Your tasks -
(a) Reproduce word for word the part of the Sunbridge update that opens with the words containing "What Is Sunbridge?" and closes with "decades in phases.".
(b) Pick up the Sunbridge update after its last sentence and keep writing it.

Sunbridge in 2026: A Local Agent's Honest Update on Weslyn Park, The Watershed, and What's Actually Built
Sunbridge in 2026: A Local Agent's Honest Update on Weslyn Park, The Watershed, and What's Actually Built
Most of the content you'll find online about Sunbridge reads like a sales brochure. This isn't that.
Two years ago I published a video telling buyers that Sunbridge — Tavistock's 27,000-acre master-planned community spanning Osceola and Orange counties — was worth betting on. I live down the road from Weslyn Park, the neighborhood actively selling homes inside Sunbridge right now. I drive through it weekly. I watch what's being built, what's being sold, and what's being delayed.
Here's the honest 2026 update: what got built, what got pushed, what changed, and who this community is actually right for today.
What Is Sunbridge? (And Where Weslyn Park Fits)
Sunbridge is a 27,000-acre master-planned community developed by Tavistock — the same developer behind Lake Nona. It spans both Osceola and Orange counties and is being built out over multiple decades in phases.
Weslyn Park is the first residential neighborhood actively selling homes, located in the Osceola County section off Cyrils Drive. When people say they're "looking at Sunbridge," they almost always mean Weslyn Park, because it's the only place you can actually buy a home there right now.
Other phases — including Tri Pointe's Neighborhood D-East on the east side and a new phase north of Voyager K-8 — are breaking ground or coming soon. South of Cyrils Drive, future development is planned to include townhomes and mixed-use multi-family in the pattern Tavistock used for Pixon at Lake Nona.
Sunbridge in 2026: What Actually Got Built
Two years ago, Weslyn Park had residents, streets, and bones — but it had the quiet of something started and not yet settled. Today it has a heartbeat. Here's the concrete list of what's changed on the ground.
What's open and operating right now:
Acorn Park — with pool, great lawn, and playground — has been open and active. Voyager K-8, the environmental STEM school, opened August 12, 2024 and is now in its second school year. Publix opened at the corner of Narcoossee Road and Cyrils Drive on December 12, 2024. Toll Brothers sold out of Weslyn Park in February 2025 and immediately took down 436 lots in the Orange County section of Sunbridge.
What's under active construction right now:
A new residential phase north of Voyager K-8 is breaking ground with ICI Homes, M/I Homes, Perry Homes, Ashton Woods, and Dream Finders. Dog parks, community gardens, and playgrounds for that phase are already in development — not renderings. Tri Pointe Homes is set to break ground on Neighborhood D-East (289 lots) in early 2026.
What's still on the timeline:
The Watershed amenity center and pool are targeting summer 2027. Crane's Landing, the restaurant inside the amenity center, is targeting Q4 2027. Tri Pointe D-East sales are expected to open in 2027.
Source for the Watershed timeline: Tavistock spokesperson, confirmed by GrowthSpotter in February 2026.
Daily Life in Weslyn Park Right Now
Before the investment case, the most common question I get is simpler: what does daily life actually look like if you live here?

Location labeling records:
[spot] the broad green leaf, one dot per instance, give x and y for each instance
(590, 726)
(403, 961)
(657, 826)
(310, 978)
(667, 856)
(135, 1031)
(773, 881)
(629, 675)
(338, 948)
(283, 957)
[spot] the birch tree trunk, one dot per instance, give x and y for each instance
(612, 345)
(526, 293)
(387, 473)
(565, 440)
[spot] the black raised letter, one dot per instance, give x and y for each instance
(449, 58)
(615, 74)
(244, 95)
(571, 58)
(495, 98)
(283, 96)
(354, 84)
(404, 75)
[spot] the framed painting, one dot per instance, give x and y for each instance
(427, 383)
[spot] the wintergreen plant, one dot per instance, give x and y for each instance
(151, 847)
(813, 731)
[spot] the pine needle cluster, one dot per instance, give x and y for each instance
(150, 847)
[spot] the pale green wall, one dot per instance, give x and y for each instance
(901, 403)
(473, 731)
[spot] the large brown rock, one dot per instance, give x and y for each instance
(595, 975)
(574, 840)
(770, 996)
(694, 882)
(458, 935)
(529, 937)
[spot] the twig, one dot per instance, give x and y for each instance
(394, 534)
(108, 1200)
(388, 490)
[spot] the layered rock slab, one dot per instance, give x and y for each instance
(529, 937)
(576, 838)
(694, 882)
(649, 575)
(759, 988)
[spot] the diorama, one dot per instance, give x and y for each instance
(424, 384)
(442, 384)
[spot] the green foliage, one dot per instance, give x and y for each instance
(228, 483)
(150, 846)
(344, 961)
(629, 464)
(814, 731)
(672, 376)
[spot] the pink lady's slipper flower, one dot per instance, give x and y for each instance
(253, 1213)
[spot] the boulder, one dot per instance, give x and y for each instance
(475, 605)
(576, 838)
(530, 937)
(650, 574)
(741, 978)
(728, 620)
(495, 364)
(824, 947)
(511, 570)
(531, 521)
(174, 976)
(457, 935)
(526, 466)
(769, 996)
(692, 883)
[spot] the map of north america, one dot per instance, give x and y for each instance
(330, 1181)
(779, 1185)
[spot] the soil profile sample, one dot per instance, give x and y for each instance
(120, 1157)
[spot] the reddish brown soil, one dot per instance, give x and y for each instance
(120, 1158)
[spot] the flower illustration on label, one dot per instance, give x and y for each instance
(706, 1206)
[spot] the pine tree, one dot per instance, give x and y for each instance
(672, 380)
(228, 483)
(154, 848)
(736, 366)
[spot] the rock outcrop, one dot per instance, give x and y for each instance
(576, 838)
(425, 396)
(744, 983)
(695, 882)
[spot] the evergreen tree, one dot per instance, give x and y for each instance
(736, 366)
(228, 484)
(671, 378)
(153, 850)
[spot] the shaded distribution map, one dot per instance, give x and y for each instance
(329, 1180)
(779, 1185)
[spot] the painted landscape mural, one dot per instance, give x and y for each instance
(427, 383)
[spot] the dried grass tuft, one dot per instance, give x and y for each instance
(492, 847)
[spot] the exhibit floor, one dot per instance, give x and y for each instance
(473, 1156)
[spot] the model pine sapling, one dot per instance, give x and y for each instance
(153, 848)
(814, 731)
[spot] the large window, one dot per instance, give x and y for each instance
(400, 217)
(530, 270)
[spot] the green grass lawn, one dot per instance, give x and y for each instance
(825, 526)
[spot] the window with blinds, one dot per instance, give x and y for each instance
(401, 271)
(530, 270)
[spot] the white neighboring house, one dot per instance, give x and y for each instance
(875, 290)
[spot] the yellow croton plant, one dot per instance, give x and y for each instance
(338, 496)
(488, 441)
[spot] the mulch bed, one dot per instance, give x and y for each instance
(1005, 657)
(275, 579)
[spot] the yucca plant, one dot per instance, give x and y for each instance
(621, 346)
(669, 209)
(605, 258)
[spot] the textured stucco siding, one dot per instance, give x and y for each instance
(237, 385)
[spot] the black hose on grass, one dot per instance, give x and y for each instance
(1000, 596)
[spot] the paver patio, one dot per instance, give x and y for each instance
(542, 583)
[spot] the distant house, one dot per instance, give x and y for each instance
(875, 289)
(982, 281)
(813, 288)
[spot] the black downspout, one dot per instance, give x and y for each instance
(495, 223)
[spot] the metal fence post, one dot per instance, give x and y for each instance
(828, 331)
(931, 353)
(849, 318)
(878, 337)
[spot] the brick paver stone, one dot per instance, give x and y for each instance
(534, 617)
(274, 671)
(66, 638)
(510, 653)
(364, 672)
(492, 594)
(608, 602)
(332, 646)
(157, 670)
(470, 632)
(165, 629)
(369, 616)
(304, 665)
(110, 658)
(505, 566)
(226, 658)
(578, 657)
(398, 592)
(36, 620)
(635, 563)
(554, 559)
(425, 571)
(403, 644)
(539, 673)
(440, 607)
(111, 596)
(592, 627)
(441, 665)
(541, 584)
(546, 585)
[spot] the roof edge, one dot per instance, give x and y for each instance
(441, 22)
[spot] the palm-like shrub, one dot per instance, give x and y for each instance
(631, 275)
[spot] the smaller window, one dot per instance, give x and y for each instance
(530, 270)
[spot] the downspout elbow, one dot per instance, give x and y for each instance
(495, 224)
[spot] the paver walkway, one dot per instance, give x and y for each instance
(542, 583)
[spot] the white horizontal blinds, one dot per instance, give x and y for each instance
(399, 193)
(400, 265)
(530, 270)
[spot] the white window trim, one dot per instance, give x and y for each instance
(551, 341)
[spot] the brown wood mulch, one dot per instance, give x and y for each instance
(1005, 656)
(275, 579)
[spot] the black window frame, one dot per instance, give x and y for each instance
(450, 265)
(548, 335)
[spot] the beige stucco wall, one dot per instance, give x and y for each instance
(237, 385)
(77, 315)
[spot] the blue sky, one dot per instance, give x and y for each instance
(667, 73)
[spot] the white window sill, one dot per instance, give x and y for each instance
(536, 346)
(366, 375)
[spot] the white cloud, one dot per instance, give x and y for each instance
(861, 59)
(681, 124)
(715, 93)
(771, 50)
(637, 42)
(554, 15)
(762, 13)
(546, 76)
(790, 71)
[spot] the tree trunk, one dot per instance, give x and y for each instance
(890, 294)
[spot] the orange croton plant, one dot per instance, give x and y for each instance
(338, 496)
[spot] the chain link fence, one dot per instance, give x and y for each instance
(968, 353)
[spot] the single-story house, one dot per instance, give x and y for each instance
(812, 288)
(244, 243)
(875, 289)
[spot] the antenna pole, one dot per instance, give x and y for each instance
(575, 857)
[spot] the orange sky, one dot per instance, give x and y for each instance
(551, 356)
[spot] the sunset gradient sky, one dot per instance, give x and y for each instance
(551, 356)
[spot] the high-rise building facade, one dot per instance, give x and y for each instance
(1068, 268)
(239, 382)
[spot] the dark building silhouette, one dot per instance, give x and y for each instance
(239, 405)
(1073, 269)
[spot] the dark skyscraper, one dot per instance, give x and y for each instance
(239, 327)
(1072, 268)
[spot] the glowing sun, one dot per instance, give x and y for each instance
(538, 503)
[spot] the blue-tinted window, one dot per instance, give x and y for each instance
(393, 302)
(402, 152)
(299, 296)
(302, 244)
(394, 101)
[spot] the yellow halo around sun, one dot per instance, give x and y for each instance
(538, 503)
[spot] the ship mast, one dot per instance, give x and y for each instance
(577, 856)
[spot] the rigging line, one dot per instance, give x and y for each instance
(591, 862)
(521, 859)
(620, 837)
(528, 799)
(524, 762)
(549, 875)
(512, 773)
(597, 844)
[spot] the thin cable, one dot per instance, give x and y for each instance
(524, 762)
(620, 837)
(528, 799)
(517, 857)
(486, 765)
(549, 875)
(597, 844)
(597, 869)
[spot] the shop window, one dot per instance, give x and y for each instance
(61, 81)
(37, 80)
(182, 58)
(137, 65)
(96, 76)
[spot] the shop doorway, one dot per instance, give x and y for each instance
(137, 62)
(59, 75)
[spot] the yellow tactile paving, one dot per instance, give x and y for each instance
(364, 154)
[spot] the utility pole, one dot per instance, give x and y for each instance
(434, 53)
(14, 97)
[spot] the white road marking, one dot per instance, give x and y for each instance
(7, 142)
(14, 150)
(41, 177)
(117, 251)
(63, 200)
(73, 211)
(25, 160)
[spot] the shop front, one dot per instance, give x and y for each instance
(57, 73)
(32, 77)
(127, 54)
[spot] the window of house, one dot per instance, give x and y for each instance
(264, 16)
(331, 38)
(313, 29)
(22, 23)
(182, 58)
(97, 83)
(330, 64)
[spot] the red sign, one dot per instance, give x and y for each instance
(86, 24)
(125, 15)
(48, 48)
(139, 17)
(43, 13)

Per-task answers -
(a)
What Is Sunbridge? (And Where Weslyn Park Fits)
Sunbridge is a 27,000-acre master-planned community developed by Tavistock — the same developer behind Lake Nona. It spans both Osceola and Orange counties and is being built out over multiple decades in phases.

(b)
Here's what's real right now. Acorn Park is open and people are on the trails in the morning. The community garden is active. A farmers market runs at Basecamp on the third Thursday of every month, 5 to 8pm, with local vendors, fresh produce, and live music. Yoga on the green happens multiple times per week, outdoors, on the community calendar. There are scheduled movie nights on the lawn. Miles of paved and unpaved trails connect through oak hammocks, wetlands, and actual Florida nature — not a retention pond with a bench.
Here's what's still missing. There's no walkable coffee shop. There's no restaurant you can reach on a Tuesday night without getting in the car. The retail density that would make Weslyn Park feel like a complete neighborhood is not built yet.
If you need those things to feel at home on day one, Sunbridge is the wrong fit for you right now. I'd rather say that clearly on a blog post than after a contract is signed.
Why the Narcoossee Publix Matters More Than It Sounds
On December 12, 2024, Publix opened at the corner of Narcoossee Road and Cyrils Drive — right at the entrance to Sunbridge.
On its own, a grocery store opening isn't news. But context matters.
Before December 2024, the nearest grocery store heading south from Weslyn Park was 6.4 miles away at US-192. To the north, you had to reach Lake Nona. Nothing in between. For a community arguing that it's a real place to live — not a construction zone with plans — the absence of a grocery store was a hard ceiling on daily livability.
Publix lifted that ceiling.
More important: Publix does not gamble on locations. Their site selection process involves years of market research before they sign a lease. The fact that they opened on that specific corner in December 2024 means their analysts looked at population growth along the Narcoossee corridor and made a long-term commitment. Where Publix plants a flag, other retail tends to follow.
For a buyer evaluating Sunbridge as a long-term bet, the Publix opening is one of the strongest external signals you can get. It's not a developer's promise. It's a Fortune 500 retailer's balance sheet saying the same thing.
The Weslyn Park Builders: Who's Building and What It Signals
Weslyn Park launched with five builders: Ashton Woods, David Weekley, Pulte, Toll Brothers, and Craft Homes (now Dream Finders Homes, following an acquisition).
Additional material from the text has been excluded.